**TASK ITEM:** Extract every line of the listing below that contains the string "positive". Letter case matters.

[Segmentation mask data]
════════════════
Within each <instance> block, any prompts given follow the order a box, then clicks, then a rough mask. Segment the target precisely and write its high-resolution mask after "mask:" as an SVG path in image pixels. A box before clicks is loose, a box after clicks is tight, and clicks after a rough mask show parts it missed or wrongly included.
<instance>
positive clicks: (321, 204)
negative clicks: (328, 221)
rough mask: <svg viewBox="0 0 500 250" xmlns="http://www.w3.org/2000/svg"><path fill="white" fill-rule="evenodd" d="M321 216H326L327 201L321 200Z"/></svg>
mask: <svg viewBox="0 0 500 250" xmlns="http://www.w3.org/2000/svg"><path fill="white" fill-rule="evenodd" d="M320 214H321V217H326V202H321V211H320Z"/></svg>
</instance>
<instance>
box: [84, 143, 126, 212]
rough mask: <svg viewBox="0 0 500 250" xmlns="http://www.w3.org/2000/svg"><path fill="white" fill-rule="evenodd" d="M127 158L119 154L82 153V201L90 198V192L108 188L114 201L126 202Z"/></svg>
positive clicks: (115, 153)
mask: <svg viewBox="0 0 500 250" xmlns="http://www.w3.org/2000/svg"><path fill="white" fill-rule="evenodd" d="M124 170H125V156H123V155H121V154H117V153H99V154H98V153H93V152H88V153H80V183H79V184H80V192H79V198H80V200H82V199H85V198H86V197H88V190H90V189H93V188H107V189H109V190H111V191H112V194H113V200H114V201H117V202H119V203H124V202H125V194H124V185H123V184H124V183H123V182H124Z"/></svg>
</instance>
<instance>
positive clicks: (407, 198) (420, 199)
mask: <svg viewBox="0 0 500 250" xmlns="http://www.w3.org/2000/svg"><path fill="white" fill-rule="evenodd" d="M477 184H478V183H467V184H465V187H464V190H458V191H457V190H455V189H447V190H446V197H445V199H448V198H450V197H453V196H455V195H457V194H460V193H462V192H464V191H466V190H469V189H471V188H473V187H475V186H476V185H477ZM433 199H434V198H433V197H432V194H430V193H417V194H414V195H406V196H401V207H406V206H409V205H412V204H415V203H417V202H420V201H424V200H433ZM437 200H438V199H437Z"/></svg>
════════════════
**SOLUTION TO THE EXERCISE:**
positive clicks: (321, 204)
positive clicks: (115, 153)
positive clicks: (407, 198) (420, 199)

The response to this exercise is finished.